- _Requirement_
Reproduce, word for word, the passage below on the English court's power to grant interim measures in support of a foreign arbitration.

The parties engaged in a certain amount of procedural wrangling, which included interlocutory proceedings in the BVI and the commencement of two sets of arbitration proceedings in Switzerland. C1 also brought court proceedings in England in which it applied for two provisional measures against C2 and A: (i) either an order requiring the disputed sums to be paid into a special bank account in the joint names of the parties’ solicitors or, in the alternative, a freezing order in respect of those sums; (ii) an order requiring C2 and A to provide copies of various documents (including sales management agreements and bank statements).
The English court’s jurisdiction to grant interim measures in support of a foreign arbitration
Section 44 of the Arbitration Act 1996 confers on the English court, in relation to an arbitration, the same power to grant provisional measures as it has in relation to court proceedings. Under section 44 the court may, for example, grant a freezing injunction or make an order for the preservation of evidence. But, one of the key questions was whether the English court had jurisdiction to grant the measures sought by C1 in support of a Swiss arbitration. Whereas most of the provisions of the Arbitration Act 1996 conferring powers on the English court are strictly territorial (in the sense that they are applicable only if England is the seat of arbitration: s 2(1)), section 44 is one of a limited number of provisions which apply in cases where the seat is abroad as well as in cases involving arbitrations seated in England. (The position is broadly similar under the Model Law: see art 17J.)
That is to say, the regime for the making of interim measures of protection is one of concurrent jurisdiction: an applicant may, in principle, seek appropriate relief from the arbitral tribunal, the courts of the seat or the courts of a non-seat country. Such a liberal position can potentially give rise to claimants’ forum shopping for interim relief; moreover, if conflicts are to be avoided, some system is needed for trying to ensure that decisions taken by different national courts and arbitral tribunals with parallel and overlapping powers dovetail with one another.

- _Records_
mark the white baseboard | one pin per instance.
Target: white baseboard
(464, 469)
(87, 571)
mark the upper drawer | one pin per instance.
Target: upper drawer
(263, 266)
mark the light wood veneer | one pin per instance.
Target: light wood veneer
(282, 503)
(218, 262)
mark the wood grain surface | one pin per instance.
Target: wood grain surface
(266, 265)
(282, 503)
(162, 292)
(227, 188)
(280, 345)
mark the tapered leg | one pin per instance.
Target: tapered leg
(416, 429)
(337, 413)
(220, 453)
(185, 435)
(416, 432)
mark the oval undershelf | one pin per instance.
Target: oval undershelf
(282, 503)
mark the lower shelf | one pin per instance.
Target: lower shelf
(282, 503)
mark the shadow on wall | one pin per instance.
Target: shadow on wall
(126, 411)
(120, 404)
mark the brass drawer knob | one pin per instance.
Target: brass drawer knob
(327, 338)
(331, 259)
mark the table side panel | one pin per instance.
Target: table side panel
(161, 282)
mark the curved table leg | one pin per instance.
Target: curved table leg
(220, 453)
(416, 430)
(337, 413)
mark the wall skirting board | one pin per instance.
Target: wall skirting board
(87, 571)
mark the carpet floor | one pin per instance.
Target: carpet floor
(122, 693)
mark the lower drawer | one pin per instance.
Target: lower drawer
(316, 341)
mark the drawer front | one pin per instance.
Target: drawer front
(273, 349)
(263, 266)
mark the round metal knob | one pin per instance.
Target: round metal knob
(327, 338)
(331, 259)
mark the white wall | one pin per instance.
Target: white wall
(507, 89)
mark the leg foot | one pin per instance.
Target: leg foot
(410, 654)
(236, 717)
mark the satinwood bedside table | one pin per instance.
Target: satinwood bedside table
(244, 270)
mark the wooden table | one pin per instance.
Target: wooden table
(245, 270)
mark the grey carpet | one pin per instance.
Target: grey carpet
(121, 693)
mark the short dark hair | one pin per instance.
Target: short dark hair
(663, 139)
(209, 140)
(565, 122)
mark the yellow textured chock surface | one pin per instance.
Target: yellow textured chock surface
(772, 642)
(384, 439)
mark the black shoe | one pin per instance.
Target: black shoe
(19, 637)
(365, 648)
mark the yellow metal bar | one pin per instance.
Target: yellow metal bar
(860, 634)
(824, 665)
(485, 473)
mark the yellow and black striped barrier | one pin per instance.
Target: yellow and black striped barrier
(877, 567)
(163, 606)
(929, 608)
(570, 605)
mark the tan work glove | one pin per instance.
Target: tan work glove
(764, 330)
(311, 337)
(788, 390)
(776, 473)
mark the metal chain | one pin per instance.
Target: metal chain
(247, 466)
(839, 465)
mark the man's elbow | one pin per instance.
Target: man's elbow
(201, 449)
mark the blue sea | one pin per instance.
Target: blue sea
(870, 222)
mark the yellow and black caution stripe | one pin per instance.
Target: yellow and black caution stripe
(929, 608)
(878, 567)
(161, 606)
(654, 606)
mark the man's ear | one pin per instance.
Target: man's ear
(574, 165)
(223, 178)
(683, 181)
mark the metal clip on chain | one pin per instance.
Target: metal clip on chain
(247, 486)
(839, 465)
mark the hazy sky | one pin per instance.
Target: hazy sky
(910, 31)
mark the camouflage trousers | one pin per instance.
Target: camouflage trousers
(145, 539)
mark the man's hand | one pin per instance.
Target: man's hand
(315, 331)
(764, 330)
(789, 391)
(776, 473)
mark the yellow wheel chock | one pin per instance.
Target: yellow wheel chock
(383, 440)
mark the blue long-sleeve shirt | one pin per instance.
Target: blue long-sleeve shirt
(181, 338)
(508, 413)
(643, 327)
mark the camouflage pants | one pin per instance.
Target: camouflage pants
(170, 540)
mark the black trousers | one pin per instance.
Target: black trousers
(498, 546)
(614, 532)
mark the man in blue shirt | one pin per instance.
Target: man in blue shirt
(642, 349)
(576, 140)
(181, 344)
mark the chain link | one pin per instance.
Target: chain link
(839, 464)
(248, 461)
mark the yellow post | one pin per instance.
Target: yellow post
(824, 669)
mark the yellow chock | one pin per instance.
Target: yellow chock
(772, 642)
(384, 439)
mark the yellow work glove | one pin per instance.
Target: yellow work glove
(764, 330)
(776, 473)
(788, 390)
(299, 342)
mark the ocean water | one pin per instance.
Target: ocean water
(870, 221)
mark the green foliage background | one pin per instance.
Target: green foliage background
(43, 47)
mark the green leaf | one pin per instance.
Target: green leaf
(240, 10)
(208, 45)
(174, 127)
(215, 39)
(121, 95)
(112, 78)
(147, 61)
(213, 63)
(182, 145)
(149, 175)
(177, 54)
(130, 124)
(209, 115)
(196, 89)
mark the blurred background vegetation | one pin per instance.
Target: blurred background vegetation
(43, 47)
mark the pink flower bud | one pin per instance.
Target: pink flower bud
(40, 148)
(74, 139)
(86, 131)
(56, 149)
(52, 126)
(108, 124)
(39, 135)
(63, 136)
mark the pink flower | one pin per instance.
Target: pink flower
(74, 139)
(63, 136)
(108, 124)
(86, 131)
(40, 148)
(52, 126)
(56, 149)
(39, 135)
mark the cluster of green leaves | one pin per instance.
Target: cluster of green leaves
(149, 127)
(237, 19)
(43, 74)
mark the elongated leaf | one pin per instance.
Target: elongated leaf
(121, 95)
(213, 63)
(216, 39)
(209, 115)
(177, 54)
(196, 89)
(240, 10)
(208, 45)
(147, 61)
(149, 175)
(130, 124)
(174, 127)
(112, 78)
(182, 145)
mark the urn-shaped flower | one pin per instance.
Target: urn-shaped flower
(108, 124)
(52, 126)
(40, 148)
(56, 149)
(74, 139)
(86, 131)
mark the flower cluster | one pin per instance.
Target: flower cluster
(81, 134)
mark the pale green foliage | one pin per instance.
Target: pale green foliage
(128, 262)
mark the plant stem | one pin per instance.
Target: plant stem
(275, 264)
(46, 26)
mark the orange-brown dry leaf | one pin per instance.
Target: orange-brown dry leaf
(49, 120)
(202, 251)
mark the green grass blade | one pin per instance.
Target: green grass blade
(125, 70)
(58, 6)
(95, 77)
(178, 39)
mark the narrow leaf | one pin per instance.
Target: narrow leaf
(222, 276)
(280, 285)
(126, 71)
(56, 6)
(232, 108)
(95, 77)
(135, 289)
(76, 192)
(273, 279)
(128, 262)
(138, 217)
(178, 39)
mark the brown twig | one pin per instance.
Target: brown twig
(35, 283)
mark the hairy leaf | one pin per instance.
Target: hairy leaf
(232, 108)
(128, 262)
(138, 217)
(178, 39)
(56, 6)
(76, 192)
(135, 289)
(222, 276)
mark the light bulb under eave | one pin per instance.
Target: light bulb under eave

- _Exercise answer_
The parties engaged in a certain amount of procedural wrangling, which included interlocutory proceedings in the BVI and the commencement of two sets of arbitration proceedings in Switzerland. C1 also brought court proceedings in England in which it applied for two provisional measures against C2 and A: (i) either an order requiring the disputed sums to be paid into a special bank account in the joint names of the parties’ solicitors or, in the alternative, a freezing order in respect of those sums; (ii) an order requiring C2 and A to provide copies of various documents (including sales management agreements and bank statements).
The English court’s jurisdiction to grant interim measures in support of a foreign arbitration
Section 44 of the Arbitration Act 1996 confers on the English court, in relation to an arbitration, the same power to grant provisional measures as it has in relation to court proceedings. Under section 44 the court may, for example, grant a freezing injunction or make an order for the preservation of evidence. But, one of the key questions was whether the English court had jurisdiction to grant the measures sought by C1 in support of a Swiss arbitration. Whereas most of the provisions of the Arbitration Act 1996 conferring powers on the English court are strictly territorial (in the sense that they are applicable only if England is the seat of arbitration: s 2(1)), section 44 is one of a limited number of provisions which apply in cases where the seat is abroad as well as in cases involving arbitrations seated in England. (The position is broadly similar under the Model Law: see art 17J.)
That is to say, the regime for the making of interim measures of protection is one of concurrent jurisdiction: an applicant may, in principle, seek appropriate relief from the arbitral tribunal, the courts of the seat or the courts of a non-seat country. Such a liberal position can potentially give rise to claimants’ forum shopping for interim relief; moreover, if conflicts are to be avoided, some system is needed for trying to ensure that decisions taken by different national courts and arbitral tribunals with parallel and overlapping powers dovetail with one another.